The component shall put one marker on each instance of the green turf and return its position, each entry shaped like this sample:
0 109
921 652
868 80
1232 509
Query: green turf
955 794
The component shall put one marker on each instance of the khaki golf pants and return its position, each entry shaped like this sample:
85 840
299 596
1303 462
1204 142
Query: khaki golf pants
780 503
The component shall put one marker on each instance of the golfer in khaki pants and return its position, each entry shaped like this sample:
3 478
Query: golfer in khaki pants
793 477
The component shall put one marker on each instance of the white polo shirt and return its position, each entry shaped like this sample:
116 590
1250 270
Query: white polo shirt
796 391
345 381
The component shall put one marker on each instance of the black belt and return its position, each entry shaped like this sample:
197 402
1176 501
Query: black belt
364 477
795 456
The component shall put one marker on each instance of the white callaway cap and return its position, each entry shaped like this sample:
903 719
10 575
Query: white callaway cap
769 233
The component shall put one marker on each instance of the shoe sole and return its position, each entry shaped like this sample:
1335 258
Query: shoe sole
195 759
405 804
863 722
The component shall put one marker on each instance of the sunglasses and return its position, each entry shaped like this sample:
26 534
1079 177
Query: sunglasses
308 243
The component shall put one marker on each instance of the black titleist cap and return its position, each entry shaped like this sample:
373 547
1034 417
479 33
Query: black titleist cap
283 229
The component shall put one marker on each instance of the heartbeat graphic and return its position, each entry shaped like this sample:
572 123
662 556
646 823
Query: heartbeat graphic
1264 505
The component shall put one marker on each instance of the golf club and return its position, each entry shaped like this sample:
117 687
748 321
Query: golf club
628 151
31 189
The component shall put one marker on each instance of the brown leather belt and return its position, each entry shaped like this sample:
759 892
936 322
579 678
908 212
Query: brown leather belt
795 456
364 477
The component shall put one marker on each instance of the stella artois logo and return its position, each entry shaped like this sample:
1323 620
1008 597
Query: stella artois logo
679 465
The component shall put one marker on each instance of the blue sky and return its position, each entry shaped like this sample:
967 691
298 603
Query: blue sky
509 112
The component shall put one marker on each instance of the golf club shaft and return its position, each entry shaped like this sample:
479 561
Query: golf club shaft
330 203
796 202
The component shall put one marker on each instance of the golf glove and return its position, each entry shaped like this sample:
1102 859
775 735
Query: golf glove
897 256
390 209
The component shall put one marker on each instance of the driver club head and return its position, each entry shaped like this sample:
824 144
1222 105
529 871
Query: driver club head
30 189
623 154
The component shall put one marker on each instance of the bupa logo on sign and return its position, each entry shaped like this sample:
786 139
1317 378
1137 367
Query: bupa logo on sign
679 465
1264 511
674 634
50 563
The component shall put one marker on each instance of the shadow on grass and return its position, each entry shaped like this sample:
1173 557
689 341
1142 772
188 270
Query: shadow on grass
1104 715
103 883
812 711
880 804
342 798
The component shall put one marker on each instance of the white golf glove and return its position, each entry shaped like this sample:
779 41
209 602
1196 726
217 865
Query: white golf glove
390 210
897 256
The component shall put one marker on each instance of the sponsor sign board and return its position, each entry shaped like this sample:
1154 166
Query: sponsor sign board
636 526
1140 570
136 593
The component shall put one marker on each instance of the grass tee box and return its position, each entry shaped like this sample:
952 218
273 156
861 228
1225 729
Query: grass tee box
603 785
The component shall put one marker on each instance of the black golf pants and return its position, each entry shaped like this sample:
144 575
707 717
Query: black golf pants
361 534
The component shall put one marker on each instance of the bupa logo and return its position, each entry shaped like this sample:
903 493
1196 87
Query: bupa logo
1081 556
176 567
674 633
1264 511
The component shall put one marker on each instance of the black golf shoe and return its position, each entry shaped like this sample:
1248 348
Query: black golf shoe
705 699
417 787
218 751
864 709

____________

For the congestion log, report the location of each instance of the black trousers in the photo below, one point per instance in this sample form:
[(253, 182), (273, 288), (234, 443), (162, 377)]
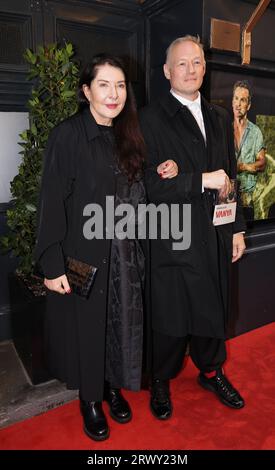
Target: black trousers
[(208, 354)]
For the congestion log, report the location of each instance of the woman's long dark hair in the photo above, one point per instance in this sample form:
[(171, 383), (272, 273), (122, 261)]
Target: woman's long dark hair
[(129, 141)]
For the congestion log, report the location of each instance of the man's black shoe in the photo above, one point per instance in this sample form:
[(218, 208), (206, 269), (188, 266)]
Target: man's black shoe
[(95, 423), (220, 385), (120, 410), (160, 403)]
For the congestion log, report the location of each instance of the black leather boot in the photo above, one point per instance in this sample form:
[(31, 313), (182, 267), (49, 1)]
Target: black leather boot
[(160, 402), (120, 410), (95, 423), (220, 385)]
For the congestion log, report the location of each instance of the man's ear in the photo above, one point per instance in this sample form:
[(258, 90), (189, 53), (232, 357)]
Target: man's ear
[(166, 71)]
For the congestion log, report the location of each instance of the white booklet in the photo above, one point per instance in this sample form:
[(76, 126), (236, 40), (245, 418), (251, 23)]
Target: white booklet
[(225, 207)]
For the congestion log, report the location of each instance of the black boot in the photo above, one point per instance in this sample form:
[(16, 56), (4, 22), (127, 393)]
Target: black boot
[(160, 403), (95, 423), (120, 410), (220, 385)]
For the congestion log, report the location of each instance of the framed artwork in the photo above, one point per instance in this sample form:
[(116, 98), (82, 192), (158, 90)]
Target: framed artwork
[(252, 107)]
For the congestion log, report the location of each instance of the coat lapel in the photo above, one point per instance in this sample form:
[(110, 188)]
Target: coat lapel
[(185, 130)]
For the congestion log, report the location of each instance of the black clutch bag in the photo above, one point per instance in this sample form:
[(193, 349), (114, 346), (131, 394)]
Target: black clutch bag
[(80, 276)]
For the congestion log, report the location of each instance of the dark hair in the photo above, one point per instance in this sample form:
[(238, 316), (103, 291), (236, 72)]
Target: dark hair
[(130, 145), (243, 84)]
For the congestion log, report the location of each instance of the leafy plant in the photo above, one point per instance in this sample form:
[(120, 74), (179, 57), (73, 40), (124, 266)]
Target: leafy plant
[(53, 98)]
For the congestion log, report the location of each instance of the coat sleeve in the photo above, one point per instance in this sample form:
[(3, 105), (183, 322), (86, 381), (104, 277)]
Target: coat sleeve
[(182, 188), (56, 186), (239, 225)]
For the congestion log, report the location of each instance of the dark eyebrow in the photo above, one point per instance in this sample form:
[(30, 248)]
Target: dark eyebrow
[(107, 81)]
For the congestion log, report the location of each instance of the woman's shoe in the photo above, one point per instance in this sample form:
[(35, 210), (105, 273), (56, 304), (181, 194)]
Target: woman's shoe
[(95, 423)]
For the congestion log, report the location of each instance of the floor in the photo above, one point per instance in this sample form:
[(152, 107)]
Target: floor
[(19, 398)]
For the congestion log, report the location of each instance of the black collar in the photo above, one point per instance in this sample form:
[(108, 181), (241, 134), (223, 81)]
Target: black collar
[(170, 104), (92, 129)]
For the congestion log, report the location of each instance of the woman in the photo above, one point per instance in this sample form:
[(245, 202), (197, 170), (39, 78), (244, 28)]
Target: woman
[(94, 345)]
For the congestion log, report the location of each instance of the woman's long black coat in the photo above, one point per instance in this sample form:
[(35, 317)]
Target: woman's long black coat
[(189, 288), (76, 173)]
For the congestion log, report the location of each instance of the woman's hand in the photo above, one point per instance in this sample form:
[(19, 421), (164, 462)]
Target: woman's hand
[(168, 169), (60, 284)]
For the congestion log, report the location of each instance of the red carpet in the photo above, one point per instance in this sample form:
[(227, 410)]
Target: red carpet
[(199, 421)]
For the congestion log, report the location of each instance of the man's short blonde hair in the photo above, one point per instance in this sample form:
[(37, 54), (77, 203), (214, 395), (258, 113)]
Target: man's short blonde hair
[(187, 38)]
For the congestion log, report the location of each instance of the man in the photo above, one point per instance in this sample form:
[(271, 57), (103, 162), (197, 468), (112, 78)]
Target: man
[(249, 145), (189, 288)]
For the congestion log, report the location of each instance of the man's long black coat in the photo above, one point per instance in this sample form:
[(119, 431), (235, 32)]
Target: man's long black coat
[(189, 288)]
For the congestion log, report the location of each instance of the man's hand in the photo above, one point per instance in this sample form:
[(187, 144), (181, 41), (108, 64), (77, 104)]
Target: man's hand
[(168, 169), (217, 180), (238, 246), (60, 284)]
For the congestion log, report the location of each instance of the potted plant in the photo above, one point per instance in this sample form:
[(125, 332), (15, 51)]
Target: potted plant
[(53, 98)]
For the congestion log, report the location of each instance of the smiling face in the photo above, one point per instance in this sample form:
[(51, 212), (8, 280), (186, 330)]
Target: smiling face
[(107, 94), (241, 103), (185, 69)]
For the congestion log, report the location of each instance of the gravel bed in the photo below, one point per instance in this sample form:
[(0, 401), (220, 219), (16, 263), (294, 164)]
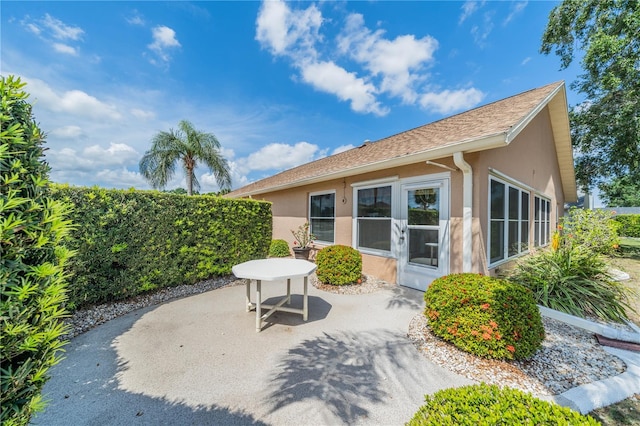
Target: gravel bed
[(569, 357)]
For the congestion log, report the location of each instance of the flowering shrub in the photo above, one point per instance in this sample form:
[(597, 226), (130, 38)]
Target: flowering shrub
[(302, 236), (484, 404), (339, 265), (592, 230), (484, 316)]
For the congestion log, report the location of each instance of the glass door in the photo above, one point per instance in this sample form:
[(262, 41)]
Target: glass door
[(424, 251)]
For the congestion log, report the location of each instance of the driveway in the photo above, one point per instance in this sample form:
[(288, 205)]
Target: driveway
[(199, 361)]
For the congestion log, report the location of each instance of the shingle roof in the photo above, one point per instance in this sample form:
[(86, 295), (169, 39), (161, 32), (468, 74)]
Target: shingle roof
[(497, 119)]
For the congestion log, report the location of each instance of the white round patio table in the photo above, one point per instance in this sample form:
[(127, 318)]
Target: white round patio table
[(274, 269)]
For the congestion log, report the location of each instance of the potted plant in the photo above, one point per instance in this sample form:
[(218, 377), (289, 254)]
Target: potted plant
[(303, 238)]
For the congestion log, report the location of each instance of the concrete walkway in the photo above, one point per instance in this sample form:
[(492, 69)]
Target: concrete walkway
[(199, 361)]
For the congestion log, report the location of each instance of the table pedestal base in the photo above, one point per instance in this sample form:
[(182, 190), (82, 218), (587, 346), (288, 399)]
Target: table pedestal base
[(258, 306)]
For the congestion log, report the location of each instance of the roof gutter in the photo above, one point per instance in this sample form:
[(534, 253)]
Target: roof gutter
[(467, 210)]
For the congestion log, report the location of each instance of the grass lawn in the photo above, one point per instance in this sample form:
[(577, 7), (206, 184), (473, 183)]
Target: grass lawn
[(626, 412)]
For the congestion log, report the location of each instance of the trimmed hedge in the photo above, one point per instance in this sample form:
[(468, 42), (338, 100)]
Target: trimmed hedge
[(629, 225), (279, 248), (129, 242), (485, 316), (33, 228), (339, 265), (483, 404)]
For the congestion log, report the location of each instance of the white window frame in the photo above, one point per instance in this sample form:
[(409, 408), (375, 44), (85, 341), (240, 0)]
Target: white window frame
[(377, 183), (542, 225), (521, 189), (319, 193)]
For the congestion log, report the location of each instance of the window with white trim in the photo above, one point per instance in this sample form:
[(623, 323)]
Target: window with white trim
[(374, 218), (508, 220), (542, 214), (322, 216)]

____________

* [WORK INSTRUCTIONS]: Starting from the records above, copy each line where the string "below" is found.

* [TASK OUTPUT]:
For the congestion log, report the location of each instance of the black trousers in the photo below, one point per instance in this sample form:
For the congestion log, report the location of each instance of the gravel bed in the photo below, one point per instance in this sample form:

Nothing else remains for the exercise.